» **What this task involves**
Extract, exactly as written, all lines of the material below from the line that includes "written like (10,119)." through its last line.

|---|

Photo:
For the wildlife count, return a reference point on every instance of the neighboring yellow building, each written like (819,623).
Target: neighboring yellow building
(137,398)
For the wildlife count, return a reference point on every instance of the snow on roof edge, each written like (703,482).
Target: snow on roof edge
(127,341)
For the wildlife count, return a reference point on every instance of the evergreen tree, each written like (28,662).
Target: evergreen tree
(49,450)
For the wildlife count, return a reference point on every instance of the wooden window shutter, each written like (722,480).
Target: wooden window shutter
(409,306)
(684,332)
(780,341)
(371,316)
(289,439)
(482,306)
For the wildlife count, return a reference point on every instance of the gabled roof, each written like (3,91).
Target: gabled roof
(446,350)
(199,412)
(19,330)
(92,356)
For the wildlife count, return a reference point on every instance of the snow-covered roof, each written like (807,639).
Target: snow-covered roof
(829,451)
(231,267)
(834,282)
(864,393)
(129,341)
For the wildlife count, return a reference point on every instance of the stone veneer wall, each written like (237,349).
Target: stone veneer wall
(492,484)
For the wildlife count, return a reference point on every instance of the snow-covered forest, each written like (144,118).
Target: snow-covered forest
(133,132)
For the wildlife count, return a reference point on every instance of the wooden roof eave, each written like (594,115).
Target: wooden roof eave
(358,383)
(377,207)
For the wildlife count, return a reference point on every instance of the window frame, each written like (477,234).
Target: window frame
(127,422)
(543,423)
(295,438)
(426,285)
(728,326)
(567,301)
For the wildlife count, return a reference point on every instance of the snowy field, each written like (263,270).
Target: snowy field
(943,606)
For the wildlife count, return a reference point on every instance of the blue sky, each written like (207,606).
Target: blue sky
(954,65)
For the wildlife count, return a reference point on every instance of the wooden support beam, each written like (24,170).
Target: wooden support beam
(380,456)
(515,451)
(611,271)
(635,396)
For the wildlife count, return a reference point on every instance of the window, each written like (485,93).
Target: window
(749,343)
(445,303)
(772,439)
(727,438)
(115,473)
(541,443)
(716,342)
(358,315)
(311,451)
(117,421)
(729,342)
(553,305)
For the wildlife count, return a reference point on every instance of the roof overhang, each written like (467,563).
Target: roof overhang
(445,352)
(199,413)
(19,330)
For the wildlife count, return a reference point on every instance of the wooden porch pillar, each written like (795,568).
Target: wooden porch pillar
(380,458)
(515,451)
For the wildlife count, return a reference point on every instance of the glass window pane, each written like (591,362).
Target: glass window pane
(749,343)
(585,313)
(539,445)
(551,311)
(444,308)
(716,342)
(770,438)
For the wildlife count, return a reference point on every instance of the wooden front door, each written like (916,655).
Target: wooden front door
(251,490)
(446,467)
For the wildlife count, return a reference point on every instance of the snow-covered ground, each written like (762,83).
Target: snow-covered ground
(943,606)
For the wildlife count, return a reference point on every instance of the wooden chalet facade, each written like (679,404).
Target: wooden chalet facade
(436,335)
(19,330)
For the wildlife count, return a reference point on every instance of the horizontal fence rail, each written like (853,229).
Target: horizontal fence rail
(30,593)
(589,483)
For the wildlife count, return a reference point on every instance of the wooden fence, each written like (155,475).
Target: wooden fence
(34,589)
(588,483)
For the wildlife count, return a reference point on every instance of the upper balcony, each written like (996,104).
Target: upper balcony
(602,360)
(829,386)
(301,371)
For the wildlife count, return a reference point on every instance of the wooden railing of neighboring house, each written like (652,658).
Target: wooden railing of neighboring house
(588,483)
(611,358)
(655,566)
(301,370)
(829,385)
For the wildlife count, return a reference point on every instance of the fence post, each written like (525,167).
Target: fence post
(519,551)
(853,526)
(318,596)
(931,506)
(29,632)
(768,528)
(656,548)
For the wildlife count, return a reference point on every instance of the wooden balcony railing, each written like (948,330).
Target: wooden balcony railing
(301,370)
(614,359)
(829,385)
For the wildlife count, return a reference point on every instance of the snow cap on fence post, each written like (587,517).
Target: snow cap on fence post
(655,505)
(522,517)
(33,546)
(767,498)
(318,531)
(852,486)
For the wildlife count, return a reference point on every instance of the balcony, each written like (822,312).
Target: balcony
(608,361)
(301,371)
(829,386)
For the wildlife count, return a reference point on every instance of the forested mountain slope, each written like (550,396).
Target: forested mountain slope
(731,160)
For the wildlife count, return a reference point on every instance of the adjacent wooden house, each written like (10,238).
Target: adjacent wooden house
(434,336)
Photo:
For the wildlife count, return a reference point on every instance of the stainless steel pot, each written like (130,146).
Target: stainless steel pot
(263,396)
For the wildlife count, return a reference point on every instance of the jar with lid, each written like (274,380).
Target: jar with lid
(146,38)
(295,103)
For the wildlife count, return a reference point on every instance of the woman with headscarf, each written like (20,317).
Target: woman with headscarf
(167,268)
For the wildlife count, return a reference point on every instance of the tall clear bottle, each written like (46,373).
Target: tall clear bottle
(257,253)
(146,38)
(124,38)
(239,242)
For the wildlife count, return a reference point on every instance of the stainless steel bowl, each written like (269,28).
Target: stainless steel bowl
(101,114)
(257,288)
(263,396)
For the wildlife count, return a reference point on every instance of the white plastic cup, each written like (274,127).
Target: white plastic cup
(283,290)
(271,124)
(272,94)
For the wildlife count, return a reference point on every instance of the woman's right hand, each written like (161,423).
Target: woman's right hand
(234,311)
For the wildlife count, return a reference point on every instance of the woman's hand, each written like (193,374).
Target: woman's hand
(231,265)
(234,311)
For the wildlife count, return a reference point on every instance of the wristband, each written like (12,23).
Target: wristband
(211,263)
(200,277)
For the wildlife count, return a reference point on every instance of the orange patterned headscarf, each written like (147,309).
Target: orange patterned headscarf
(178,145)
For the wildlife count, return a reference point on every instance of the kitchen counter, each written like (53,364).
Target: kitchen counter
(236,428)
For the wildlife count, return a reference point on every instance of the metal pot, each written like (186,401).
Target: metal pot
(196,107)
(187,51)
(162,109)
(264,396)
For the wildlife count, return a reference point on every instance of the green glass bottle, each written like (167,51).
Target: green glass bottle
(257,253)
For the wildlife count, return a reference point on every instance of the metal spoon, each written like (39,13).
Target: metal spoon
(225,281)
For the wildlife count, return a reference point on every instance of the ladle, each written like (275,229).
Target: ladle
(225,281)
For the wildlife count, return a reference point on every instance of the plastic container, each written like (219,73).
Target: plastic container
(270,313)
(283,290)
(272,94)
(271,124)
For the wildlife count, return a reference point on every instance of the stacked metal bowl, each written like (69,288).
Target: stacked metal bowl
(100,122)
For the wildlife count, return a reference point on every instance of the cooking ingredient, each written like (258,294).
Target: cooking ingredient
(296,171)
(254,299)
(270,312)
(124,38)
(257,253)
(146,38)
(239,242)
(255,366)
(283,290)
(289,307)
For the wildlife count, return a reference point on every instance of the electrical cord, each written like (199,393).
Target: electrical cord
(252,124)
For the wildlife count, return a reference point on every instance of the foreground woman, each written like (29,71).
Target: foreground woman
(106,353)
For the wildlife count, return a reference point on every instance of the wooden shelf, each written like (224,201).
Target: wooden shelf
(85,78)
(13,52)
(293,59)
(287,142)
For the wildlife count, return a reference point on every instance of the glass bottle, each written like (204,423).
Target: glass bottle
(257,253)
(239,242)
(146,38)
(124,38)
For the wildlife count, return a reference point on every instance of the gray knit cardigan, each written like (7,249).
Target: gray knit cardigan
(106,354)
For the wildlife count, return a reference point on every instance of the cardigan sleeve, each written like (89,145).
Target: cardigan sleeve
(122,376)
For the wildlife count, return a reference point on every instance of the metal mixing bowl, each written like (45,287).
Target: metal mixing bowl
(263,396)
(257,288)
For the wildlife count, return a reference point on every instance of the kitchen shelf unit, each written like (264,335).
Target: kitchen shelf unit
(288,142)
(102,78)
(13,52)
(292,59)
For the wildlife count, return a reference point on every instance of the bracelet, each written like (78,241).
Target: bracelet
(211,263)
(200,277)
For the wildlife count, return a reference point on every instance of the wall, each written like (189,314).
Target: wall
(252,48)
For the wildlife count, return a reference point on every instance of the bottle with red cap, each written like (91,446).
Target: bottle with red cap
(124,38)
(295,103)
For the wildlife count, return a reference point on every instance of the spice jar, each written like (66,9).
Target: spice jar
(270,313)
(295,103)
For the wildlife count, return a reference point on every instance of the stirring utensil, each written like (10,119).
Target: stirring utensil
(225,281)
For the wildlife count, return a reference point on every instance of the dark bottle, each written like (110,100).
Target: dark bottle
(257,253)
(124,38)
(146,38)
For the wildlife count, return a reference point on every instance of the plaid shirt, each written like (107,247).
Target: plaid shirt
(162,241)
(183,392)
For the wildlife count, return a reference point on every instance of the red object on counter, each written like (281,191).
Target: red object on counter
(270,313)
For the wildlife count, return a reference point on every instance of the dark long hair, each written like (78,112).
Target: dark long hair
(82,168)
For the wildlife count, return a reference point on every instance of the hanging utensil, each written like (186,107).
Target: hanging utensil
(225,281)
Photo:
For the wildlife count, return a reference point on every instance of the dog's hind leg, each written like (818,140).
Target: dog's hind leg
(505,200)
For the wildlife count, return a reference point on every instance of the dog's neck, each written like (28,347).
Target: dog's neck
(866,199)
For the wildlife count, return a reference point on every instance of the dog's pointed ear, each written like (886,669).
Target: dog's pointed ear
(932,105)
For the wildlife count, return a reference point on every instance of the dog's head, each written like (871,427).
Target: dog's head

|---|

» **Written response**
For the wildlife count, return a reference point on every instance of the stirring utensil, each written like (10,119).
Target: stirring utensil
(225,281)
For the wildlife count, return a reference point on every instance of the dark bottle, each written like (110,100).
Target: dark bottle
(257,253)
(124,38)
(146,38)
For the wildlife count, return a reference point on every instance of the plaid shirt, each written like (107,247).
Target: plaid shirt
(162,241)
(183,392)
For the wildlife count, return a reference point on every instance of the red object on counter, each written like (281,191).
Target: red object on counter
(270,313)
For the wildlife count, return a reference point on every instance of the dark long hair, each written like (78,112).
Target: dark long hair
(82,168)
For the wildlife count, return a reference point on every instance of the hanging utensil, each written like (186,107).
Target: hanging utensil
(225,281)
Photo:
For the wildlife count, return a reference point on every instance of the dog's hind leg, each written like (818,140).
Target: dog's hind leg
(505,200)
For the wildlife count, return a reference point on every instance of the dog's neck, each written like (28,347).
Target: dog's neck
(866,199)
For the wildlife count, return a reference point on every instance of the dog's pointed ear, each written like (886,669).
Target: dog's pointed ear
(932,105)
For the wildlife count, return a reference point on every instance of the dog's head, each written like (871,427).
Target: dog's head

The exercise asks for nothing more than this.